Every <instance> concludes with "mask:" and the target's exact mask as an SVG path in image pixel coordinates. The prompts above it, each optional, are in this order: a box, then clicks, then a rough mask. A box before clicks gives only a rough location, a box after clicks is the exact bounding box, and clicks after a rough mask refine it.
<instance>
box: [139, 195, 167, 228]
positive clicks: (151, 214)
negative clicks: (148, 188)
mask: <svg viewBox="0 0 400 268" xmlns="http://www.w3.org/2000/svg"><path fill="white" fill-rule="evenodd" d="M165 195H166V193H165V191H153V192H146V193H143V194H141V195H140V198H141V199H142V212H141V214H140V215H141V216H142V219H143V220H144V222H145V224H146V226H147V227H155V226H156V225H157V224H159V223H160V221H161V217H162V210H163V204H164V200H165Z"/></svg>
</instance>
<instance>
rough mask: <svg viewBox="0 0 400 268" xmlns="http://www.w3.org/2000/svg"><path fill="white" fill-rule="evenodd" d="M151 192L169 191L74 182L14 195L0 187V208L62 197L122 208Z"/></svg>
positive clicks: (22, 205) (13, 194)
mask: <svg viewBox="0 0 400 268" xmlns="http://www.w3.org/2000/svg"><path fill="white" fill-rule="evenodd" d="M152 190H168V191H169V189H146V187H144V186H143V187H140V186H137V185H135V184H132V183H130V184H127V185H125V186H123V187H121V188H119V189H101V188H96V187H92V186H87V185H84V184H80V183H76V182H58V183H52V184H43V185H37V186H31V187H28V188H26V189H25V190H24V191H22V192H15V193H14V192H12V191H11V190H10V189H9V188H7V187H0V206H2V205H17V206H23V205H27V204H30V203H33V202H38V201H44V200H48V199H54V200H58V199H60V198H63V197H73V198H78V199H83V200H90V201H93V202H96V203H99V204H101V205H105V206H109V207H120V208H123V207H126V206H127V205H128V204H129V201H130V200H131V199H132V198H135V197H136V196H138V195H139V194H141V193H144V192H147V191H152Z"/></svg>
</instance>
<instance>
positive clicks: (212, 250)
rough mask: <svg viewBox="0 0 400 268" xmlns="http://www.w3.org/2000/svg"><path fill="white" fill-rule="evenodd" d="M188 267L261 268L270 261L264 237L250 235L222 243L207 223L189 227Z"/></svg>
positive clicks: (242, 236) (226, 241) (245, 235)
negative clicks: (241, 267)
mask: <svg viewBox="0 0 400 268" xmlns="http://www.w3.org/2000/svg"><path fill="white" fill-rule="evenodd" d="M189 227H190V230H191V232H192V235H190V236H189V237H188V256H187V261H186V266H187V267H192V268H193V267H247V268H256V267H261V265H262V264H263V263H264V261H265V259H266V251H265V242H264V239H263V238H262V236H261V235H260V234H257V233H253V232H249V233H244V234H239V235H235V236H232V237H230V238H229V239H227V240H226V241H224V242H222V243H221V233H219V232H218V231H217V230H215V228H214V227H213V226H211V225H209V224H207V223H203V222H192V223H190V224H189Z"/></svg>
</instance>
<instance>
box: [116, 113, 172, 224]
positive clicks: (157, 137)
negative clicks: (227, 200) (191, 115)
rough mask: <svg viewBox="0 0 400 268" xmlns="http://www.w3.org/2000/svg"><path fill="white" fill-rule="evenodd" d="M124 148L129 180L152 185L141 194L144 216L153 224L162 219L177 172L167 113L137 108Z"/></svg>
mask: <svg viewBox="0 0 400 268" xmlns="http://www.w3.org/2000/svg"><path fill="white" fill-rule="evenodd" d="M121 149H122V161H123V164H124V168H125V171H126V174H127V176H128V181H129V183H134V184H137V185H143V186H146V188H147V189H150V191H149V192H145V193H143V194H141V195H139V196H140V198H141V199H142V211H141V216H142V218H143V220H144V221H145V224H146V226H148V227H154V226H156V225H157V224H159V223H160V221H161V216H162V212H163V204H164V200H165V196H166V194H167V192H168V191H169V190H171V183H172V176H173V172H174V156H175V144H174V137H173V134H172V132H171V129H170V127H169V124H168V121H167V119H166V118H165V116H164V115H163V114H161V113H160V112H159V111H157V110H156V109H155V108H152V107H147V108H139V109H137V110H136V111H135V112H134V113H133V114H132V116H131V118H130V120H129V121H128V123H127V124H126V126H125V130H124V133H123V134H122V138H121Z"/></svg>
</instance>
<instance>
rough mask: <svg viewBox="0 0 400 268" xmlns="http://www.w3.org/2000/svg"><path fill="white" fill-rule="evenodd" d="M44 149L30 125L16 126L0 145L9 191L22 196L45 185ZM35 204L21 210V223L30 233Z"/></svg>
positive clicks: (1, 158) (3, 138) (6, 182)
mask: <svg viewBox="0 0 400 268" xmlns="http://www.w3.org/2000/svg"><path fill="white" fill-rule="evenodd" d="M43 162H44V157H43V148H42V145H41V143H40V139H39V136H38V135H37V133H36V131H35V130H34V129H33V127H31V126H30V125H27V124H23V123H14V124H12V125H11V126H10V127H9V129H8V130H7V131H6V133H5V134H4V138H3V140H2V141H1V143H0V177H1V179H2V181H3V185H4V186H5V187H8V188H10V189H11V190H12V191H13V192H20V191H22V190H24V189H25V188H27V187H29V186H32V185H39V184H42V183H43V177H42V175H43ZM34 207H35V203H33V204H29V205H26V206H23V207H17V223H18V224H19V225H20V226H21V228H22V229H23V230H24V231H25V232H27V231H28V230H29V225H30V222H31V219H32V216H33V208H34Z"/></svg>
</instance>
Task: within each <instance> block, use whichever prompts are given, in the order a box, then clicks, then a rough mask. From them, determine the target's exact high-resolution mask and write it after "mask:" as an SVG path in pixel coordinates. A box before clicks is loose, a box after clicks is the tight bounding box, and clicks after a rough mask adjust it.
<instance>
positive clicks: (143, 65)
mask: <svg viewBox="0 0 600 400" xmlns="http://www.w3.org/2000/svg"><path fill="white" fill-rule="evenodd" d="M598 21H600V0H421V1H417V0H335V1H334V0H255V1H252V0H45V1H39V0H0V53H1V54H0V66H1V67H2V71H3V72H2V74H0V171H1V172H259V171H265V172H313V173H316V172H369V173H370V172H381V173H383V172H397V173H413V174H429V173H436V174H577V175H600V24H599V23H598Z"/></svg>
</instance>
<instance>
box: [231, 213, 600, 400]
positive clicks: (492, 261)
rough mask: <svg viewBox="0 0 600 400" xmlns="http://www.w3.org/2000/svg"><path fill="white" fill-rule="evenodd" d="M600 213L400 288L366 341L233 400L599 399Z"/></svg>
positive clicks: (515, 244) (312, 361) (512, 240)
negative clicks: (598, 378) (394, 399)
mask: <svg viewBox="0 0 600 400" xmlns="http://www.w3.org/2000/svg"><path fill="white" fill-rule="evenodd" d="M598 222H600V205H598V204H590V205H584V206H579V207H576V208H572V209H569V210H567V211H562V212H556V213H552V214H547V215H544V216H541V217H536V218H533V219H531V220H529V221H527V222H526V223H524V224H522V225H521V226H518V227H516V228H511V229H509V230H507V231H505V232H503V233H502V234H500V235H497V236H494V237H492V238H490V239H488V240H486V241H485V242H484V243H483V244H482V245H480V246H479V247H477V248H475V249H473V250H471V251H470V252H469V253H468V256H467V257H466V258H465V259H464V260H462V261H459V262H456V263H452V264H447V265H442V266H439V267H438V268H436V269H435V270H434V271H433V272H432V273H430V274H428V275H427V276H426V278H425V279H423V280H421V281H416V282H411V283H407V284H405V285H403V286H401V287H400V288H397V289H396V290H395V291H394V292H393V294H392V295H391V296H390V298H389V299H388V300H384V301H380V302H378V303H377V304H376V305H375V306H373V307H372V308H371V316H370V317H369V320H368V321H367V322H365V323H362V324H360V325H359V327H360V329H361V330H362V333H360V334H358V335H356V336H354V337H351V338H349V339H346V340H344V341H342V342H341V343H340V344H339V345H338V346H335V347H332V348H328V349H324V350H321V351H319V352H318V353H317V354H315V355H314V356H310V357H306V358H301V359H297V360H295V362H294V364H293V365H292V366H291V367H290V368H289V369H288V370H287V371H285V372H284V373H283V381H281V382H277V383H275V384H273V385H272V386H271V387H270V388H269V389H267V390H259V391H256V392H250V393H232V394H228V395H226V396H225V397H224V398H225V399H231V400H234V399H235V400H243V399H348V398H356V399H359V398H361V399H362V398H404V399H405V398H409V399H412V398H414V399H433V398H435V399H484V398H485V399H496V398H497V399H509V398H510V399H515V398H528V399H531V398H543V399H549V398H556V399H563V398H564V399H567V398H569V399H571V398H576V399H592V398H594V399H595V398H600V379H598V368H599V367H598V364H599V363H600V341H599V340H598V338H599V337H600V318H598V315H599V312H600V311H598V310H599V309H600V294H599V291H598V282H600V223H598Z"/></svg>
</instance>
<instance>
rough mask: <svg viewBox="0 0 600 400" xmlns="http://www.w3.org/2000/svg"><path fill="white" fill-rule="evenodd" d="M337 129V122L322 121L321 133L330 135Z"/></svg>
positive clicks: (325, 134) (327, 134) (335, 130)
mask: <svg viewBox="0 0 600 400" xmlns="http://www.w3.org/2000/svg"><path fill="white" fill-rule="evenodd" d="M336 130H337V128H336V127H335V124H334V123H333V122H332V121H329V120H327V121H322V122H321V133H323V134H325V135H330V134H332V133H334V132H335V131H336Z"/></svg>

- - - -

What to produce: State the number of lines in the records above that contain the word "coordinates", giving the number alone.

Answer to this task: 2